- THE PROBLEM
Return every line of the material that contains the string "debris".

- DATASET CONTENT
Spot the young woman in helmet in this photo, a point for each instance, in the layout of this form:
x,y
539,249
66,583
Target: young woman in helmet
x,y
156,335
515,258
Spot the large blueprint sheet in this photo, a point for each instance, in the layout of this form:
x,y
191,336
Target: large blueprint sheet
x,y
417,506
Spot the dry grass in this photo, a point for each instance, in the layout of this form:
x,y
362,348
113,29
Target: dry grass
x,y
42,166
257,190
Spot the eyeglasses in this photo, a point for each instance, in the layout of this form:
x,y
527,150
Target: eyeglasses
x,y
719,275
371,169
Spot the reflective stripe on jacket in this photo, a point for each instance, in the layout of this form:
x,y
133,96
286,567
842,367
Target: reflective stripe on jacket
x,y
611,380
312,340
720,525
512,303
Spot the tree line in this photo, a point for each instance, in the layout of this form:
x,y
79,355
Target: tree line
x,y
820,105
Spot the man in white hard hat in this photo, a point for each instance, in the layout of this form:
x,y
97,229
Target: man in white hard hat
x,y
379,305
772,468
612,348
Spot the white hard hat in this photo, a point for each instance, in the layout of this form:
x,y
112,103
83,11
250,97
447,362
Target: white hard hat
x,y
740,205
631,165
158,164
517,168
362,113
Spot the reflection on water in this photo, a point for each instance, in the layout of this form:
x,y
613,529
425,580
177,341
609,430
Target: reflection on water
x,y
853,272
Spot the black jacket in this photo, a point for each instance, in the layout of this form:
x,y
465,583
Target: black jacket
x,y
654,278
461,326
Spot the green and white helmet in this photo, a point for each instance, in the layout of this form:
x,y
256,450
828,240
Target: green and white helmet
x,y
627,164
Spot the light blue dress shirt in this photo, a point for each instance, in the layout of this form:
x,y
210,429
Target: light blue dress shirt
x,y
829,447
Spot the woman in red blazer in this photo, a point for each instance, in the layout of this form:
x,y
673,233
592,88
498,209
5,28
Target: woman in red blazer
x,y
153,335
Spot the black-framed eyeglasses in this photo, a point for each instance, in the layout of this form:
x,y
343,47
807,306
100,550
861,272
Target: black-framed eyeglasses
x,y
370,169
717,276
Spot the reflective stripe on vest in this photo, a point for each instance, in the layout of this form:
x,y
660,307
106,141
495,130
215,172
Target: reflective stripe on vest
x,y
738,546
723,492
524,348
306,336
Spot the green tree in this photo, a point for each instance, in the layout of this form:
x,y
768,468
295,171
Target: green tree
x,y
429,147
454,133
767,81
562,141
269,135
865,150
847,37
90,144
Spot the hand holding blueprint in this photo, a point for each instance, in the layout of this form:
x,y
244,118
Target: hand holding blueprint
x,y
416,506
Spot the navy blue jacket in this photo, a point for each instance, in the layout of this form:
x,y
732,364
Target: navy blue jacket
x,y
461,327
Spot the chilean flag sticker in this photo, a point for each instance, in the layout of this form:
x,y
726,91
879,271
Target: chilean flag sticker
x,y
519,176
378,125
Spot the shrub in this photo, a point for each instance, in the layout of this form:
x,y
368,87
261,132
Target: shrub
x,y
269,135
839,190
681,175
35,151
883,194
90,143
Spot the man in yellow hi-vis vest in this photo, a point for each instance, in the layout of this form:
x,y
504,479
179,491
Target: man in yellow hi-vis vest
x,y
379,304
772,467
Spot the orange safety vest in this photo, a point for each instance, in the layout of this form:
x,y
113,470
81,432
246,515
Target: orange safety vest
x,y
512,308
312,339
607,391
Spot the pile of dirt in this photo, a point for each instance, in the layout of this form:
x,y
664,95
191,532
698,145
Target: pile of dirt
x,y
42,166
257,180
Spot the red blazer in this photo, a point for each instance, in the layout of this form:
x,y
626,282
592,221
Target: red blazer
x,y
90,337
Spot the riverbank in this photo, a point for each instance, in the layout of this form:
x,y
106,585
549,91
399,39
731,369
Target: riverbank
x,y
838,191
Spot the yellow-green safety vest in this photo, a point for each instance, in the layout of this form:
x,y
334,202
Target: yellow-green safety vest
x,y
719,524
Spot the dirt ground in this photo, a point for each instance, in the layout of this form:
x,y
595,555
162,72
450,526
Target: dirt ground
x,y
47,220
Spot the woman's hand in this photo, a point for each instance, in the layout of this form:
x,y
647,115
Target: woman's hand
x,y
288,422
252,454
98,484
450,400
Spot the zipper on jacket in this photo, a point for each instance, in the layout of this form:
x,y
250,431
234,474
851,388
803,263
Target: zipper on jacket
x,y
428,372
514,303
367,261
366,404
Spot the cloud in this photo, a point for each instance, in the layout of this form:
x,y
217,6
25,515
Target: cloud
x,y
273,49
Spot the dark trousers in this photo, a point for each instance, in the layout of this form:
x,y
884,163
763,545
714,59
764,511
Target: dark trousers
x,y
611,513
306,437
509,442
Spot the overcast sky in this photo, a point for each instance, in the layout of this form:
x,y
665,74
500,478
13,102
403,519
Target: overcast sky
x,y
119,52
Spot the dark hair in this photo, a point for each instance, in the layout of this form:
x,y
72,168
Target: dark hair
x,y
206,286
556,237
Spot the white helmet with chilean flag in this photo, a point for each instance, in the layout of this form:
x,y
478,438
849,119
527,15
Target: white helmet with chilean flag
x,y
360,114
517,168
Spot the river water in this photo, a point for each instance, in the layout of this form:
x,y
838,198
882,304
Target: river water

...

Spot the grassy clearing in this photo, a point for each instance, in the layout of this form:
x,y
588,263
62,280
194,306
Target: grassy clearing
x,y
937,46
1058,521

--

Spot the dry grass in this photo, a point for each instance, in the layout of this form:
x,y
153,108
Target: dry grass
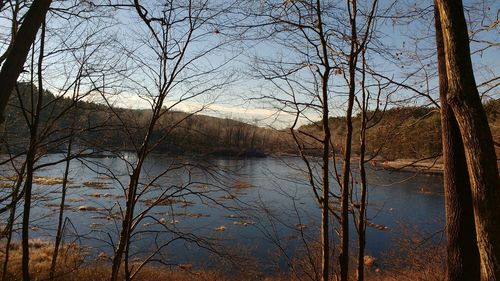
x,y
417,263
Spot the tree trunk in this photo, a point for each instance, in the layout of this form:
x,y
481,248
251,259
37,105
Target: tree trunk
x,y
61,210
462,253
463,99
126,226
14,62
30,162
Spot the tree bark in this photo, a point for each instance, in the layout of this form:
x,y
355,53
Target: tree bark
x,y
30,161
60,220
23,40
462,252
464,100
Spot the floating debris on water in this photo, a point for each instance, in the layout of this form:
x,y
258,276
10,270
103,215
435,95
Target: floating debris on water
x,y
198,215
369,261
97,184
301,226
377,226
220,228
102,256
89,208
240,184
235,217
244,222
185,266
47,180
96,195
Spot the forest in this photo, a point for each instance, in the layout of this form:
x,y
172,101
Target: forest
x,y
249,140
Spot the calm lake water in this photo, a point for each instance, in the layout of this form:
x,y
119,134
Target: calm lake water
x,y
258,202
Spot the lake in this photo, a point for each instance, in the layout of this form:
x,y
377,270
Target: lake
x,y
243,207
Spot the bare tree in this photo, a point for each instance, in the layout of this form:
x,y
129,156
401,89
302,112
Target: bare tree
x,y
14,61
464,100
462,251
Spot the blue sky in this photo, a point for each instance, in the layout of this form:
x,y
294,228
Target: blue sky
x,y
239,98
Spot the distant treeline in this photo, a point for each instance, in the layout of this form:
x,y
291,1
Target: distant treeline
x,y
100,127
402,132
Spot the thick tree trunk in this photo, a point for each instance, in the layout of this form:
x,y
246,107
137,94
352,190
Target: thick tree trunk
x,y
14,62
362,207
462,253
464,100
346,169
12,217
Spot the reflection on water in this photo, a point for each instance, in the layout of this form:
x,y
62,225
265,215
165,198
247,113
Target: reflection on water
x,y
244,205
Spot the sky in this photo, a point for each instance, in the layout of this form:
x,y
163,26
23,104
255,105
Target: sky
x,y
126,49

- EXERCISE RESPONSE
Spot the floating debris on water in this photo, a point for each instance, in the layout of this form:
Target: floating debris on water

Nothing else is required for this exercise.